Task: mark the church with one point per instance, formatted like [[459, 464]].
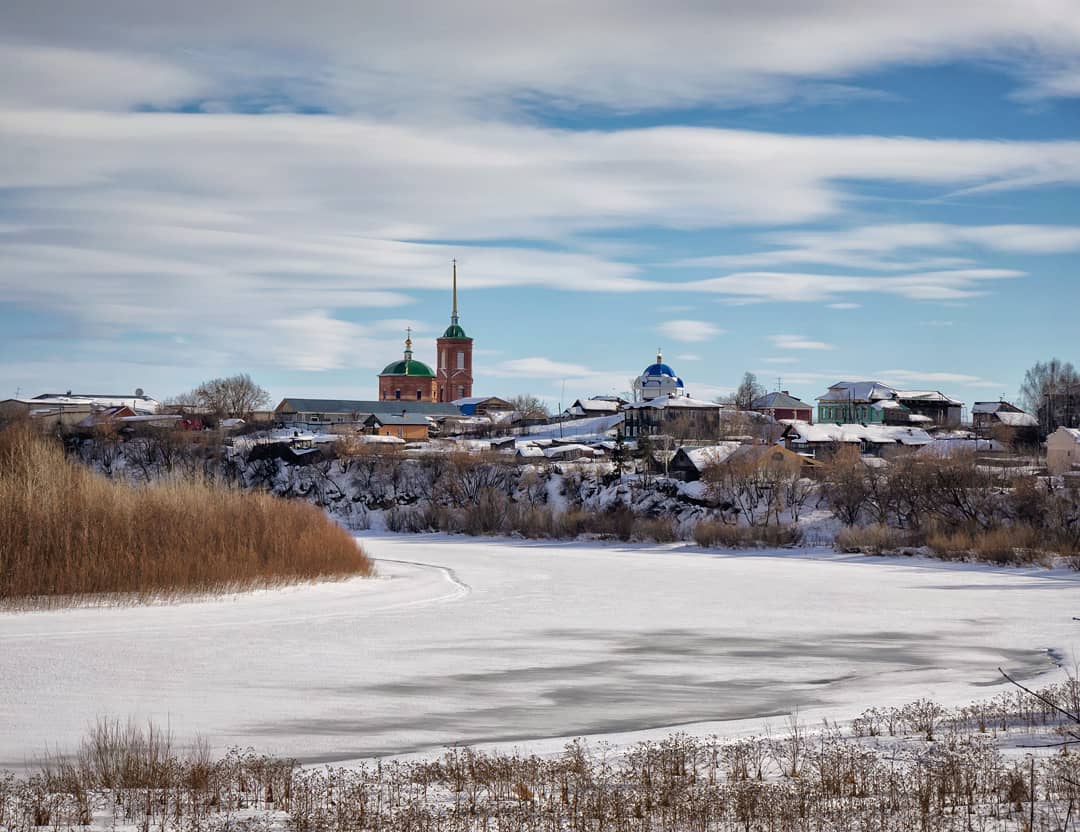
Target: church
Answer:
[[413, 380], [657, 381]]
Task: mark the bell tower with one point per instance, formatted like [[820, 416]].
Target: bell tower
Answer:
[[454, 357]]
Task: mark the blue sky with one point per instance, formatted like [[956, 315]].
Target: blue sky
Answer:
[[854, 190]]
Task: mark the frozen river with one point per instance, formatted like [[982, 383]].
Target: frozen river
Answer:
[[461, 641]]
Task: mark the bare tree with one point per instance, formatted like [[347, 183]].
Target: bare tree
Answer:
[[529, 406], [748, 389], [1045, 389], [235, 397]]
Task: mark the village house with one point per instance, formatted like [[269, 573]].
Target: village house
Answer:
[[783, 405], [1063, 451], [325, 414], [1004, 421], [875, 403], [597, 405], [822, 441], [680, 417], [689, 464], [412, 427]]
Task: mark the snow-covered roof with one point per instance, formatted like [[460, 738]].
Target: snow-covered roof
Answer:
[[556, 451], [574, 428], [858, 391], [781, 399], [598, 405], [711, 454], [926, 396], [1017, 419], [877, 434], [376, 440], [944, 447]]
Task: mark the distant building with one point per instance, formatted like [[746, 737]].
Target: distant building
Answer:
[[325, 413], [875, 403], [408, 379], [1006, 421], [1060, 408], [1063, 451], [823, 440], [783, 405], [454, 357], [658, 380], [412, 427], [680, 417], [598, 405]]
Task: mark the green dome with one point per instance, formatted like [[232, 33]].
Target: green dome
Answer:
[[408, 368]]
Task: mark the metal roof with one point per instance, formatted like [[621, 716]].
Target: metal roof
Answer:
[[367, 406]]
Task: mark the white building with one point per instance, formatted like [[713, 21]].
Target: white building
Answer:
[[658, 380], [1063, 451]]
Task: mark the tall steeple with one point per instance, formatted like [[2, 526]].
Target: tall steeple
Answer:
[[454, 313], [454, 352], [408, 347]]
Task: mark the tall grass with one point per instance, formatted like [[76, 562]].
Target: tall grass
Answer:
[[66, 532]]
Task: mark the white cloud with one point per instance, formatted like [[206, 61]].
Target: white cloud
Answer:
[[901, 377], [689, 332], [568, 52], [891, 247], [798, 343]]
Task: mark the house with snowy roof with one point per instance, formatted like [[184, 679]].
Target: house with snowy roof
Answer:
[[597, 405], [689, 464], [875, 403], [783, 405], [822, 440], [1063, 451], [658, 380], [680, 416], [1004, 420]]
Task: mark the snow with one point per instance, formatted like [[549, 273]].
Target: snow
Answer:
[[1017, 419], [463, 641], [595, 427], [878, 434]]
==
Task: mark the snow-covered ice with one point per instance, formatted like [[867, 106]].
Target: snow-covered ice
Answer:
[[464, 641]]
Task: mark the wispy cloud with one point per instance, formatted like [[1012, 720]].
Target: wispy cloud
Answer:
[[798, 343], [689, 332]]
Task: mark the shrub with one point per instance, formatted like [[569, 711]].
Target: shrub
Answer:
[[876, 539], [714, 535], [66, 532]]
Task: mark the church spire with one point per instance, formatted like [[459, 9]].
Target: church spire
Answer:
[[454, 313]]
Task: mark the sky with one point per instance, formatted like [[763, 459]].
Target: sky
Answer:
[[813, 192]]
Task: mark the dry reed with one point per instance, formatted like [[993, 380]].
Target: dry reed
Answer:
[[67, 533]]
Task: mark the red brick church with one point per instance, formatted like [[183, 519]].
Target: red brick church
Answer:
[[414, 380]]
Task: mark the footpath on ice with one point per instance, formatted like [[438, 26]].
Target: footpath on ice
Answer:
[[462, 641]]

— THE TASK —
All the lines that hold the word "bare" must appear in the answer, copied from the records.

— EXERCISE RESPONSE —
Task: mark the bare tree with one point per instance, formatted like [[347, 183]].
Target: bare tree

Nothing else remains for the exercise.